→ **EXERCISE AIM**
For the word "below", search the records and show each line in which it occurs.

→ **SUPPLIED INFORMATION**
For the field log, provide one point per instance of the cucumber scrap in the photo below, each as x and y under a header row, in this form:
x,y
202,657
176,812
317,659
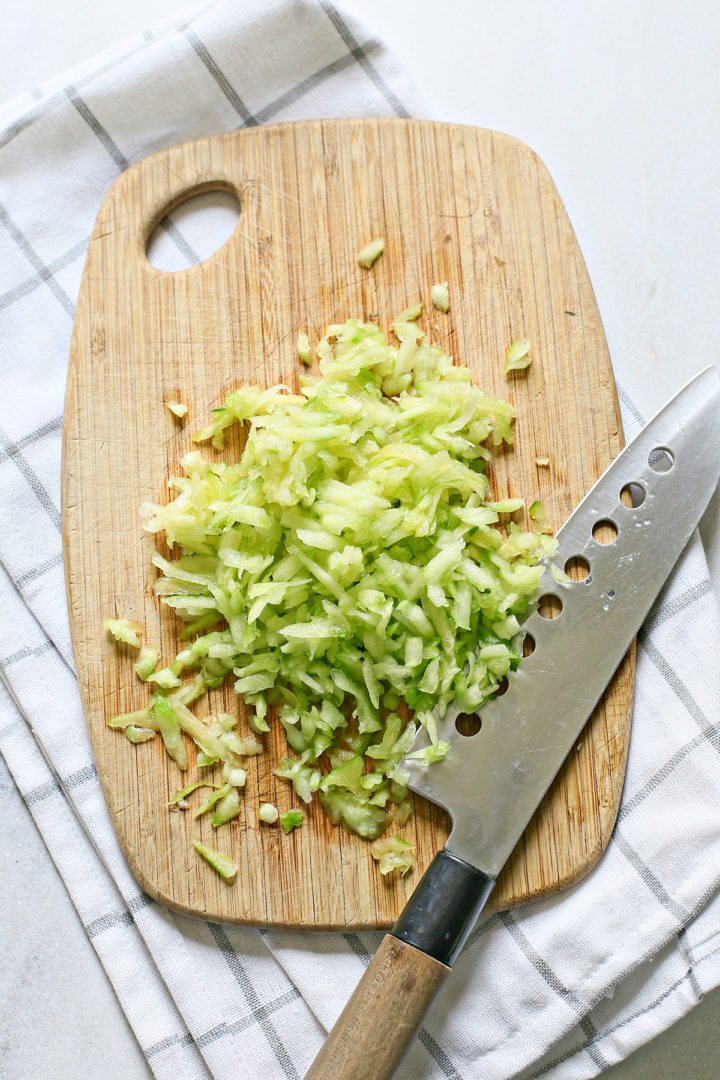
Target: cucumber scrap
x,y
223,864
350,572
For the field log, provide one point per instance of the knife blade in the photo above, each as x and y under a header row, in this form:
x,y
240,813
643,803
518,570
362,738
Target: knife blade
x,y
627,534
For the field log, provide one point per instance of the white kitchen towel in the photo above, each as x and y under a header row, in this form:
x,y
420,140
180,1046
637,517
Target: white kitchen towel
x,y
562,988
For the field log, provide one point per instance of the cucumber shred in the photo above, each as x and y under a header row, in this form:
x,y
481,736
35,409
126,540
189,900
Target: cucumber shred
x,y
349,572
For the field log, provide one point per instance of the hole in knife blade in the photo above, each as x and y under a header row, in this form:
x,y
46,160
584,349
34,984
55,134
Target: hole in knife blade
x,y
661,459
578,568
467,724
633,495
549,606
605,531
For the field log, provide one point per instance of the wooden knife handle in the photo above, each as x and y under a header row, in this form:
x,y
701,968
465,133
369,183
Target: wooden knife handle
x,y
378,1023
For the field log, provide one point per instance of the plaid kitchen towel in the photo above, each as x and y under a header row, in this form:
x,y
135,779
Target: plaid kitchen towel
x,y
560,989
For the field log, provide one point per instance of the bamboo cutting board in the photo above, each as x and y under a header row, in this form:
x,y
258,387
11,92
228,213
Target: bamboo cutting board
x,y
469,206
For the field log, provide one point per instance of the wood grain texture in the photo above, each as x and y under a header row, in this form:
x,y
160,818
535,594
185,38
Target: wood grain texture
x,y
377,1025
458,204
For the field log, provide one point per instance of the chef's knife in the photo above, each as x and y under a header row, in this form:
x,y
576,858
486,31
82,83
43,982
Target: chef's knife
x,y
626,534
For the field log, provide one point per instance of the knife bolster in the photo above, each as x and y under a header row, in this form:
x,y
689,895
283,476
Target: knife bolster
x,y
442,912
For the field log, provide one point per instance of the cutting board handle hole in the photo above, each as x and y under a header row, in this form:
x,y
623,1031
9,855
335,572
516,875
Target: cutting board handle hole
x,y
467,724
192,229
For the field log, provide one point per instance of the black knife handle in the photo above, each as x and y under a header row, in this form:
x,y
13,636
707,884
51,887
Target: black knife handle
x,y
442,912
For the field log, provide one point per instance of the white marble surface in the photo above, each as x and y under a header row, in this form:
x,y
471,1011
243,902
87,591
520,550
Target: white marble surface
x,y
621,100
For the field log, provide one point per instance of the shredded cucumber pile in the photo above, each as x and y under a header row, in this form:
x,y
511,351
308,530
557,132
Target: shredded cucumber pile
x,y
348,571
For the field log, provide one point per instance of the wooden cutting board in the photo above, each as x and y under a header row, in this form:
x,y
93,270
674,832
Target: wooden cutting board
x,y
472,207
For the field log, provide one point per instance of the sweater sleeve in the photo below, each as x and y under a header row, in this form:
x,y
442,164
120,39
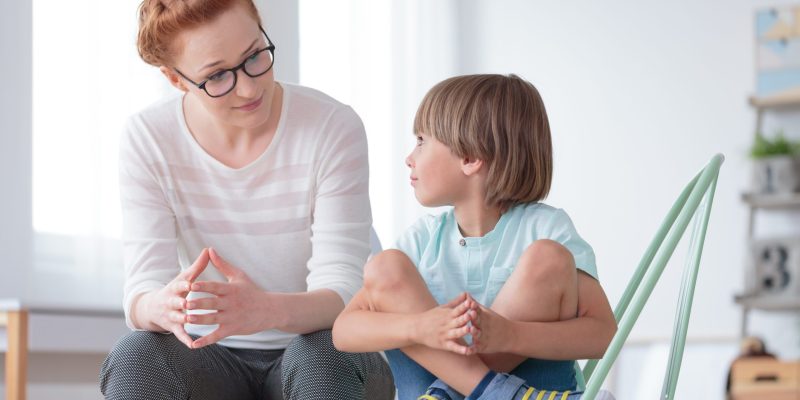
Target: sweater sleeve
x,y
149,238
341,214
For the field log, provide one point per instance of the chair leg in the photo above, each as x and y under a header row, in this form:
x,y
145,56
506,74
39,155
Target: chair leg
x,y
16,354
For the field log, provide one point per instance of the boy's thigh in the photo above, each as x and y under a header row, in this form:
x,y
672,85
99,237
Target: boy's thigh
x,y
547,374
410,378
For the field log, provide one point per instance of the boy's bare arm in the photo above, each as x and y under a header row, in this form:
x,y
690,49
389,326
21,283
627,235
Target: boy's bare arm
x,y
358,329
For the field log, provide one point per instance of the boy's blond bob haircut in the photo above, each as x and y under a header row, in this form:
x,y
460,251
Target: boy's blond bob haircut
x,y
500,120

→ **TASK OUTPUT**
For the field log, provide one point per instance of the cucumber scrap in the photo below, each as x and y under a header row, in this form:
For the field log, provide one point per instance of the sweater sleeve in the photo below, each as x and y under a header row, in this form:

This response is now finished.